**Obiettivo dichiarato**
Riscala le coppie di coordinate nelle righe dell'elenco, dalla riga che contiene "Annotation task — locate each instance of the dry" fino alla fine dell'elenco, estremi inclusi. Riporta tutte queste righe, anche quelle di testo, moltiplicando ogni coordinata per 2,4 e arrotondando all'intero, con le metà per eccesso.

**Dati del compito**
===

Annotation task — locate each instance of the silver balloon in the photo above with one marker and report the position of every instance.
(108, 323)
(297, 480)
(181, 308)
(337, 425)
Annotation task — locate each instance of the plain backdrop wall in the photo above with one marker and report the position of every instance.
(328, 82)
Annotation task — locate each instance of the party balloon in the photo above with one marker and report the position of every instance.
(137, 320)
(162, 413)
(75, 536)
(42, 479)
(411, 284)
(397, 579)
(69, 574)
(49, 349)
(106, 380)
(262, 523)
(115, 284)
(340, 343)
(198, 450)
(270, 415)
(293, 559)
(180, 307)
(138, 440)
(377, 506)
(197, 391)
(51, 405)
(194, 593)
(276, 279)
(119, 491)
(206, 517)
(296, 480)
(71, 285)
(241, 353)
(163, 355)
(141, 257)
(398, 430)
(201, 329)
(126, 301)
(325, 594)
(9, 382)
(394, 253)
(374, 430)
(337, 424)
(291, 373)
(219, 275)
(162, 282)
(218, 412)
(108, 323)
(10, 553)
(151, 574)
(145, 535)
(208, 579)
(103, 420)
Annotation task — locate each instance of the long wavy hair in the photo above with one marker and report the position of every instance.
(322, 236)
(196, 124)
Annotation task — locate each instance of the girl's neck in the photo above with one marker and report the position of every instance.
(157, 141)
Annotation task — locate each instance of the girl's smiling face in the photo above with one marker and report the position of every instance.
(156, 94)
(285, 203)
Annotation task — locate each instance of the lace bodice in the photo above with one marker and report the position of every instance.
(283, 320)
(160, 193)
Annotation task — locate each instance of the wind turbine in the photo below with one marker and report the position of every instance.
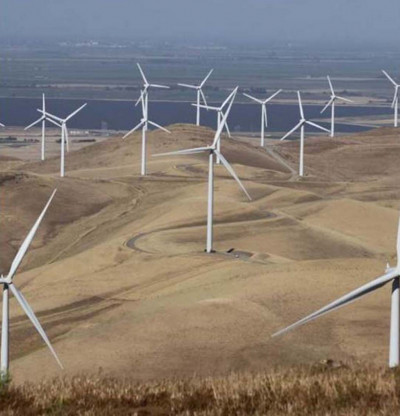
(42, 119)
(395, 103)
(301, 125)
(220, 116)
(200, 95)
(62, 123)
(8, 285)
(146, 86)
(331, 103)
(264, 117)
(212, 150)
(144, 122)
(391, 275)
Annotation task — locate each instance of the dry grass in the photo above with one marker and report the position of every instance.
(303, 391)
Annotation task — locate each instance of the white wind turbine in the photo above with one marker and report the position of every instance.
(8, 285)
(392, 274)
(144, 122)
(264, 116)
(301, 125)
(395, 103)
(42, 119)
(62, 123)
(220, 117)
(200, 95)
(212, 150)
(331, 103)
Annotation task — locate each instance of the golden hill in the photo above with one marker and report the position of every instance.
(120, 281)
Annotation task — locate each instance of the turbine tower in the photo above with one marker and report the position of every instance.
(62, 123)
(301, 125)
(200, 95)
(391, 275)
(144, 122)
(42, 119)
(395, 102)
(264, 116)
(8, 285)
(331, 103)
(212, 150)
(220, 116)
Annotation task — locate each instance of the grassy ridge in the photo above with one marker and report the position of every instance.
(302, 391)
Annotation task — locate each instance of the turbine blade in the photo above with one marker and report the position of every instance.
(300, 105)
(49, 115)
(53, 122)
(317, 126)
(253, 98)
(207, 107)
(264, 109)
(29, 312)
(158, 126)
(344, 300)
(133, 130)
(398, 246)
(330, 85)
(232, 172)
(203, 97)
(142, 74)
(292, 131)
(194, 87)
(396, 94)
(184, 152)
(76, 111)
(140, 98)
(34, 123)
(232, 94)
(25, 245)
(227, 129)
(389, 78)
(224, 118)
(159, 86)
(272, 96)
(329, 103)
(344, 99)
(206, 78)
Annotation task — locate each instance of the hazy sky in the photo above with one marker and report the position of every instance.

===

**Risposta scritta**
Annotation task — locate each instance of the dry grass in the photo above with one marker and report the position of every instance.
(727, 938)
Annotation task — locate each instance of the white wind turbine in the photo above with one marker and report the position of every instance.
(19, 684)
(941, 658)
(346, 293)
(634, 278)
(722, 300)
(948, 247)
(101, 286)
(149, 295)
(528, 281)
(480, 228)
(509, 360)
(794, 247)
Annotation task — locate each instance of the golden hill in the photo above with one marker and report the position of every instance.
(288, 674)
Annotation task — locate each instance of the turbine tower in the photo above with one marker and report the position of every instance.
(149, 295)
(722, 300)
(480, 228)
(938, 660)
(346, 293)
(101, 286)
(948, 245)
(634, 278)
(19, 684)
(794, 247)
(509, 360)
(528, 278)
Annotation task — locate each instance of the grassy ridge in the photo above with one marker and report the position of every instance.
(725, 938)
Annotation task — locate each instance of the turbine blade in the photo above with one marker and report the position of every instance.
(720, 252)
(118, 276)
(127, 293)
(761, 302)
(607, 235)
(497, 257)
(634, 262)
(70, 749)
(379, 302)
(826, 720)
(319, 312)
(955, 590)
(792, 204)
(557, 413)
(487, 233)
(341, 178)
(701, 314)
(466, 209)
(950, 226)
(442, 365)
(182, 266)
(336, 235)
(82, 295)
(557, 226)
(60, 588)
(545, 310)
(934, 187)
(538, 283)
(382, 206)
(653, 230)
(790, 247)
(826, 238)
(494, 187)
Annotation task — locate each instance of the hazy sky in the photo above with one marker and report the position of every instance.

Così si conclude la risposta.